Landflucht ist jung und weiblich

Thematischer Schwerpunkt des ADEG Dorfleben-Reports® ist die Bedeutung der Frauen für die Dorfgemeinschaft. (Quelle: © ADEG / Johannes Kopf)
Thematischer Schwerpunkt des ADEG Dorfleben-Reports® ist die Bedeutung der Frauen für die Dorfgemeinschaft. (Quelle: © ADEG / Johannes Kopf)

 

Von Jost Springensguth

 

Ein Ausflug oder Blick nach Österreich ist immer lohnenswert – nicht nur wegen der touristisch attraktiven Bergwelt, sondern auch zum Vergleich der Gewichtung der Themen des ländlichen Raumes.

 

Vielfach wird in der alpinen Welt der Urlaub auf dem Lande gesucht. Meist sind es Städter, die für ein bis zwei Wochen das ländliche Leben gerade dort zur Erholung genießen möchten. Wer etwa im oberen Zillertal unterwegs ist, sieht staunend an Schautafeln, dass der Tourismus unterhalb des Tuxer Gletschers erst in den Nachkriegsjahren als neue Lebensgrundlage neben der vorher traditionell beschwerlichen Arbeitswelt der Bergbauernfamilien entdeckt und entwickelt wurde. Die grau hinterlegten schwarz-weiß-Bilder vom Heumachen an Steilhängen, die Arbeit mit einfachstem Gerät und Pferde- oder Rindergespannen zeigen vielfach Frauen bei schwerster Arbeit, wie man sie sich heute kaum vorstellen kann.
════════
## Aufgabe A:
Kopiere aus den Datensätzen unverändert die Zeilen von der Zeile mit „of the black“ bis zum Ende der Datensätze, beide Enden eingeschlossen.
Auszug und Datensätze haben inhaltlich nichts miteinander zu tun.
════════
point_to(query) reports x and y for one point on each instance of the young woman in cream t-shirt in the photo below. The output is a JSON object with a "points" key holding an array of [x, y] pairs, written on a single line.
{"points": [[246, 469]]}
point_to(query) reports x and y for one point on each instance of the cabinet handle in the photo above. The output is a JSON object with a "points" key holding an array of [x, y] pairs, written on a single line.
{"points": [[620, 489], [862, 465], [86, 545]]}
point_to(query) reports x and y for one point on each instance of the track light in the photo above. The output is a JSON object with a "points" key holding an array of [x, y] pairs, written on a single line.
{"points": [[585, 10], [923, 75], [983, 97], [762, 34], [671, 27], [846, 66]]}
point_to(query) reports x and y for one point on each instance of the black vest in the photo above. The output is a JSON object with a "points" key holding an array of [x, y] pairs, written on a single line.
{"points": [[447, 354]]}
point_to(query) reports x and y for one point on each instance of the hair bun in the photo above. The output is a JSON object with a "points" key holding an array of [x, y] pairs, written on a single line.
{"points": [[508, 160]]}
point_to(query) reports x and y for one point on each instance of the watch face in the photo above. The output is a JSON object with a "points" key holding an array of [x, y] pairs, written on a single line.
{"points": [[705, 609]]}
════════
## Aufgabe B:
Erkläre anhand des Auszugs über die Landflucht, warum sich laut Text ein Blick nach Österreich lohnt.

## Vollständige Lösung A:
point_to(query) reports x and y for one point on each instance of the black vest in the photo above. The output is a JSON object with a "points" key holding an array of [x, y] pairs, written on a single line.
{"points": [[447, 354]]}
point_to(query) reports x and y for one point on each instance of the hair bun in the photo above. The output is a JSON object with a "points" key holding an array of [x, y] pairs, written on a single line.
{"points": [[508, 160]]}
point_to(query) reports x and y for one point on each instance of the watch face in the photo above. The output is a JSON object with a "points" key holding an array of [x, y] pairs, written on a single line.
{"points": [[705, 609]]}

## Vollständige Lösung B:
Ein Blick nach Österreich lohnt sich nicht nur wegen der touristisch attraktiven Bergwelt. Er lohnt sich auch, weil man dort vergleichen kann, wie die Themen des ländlichen Raumes gewichtet werden.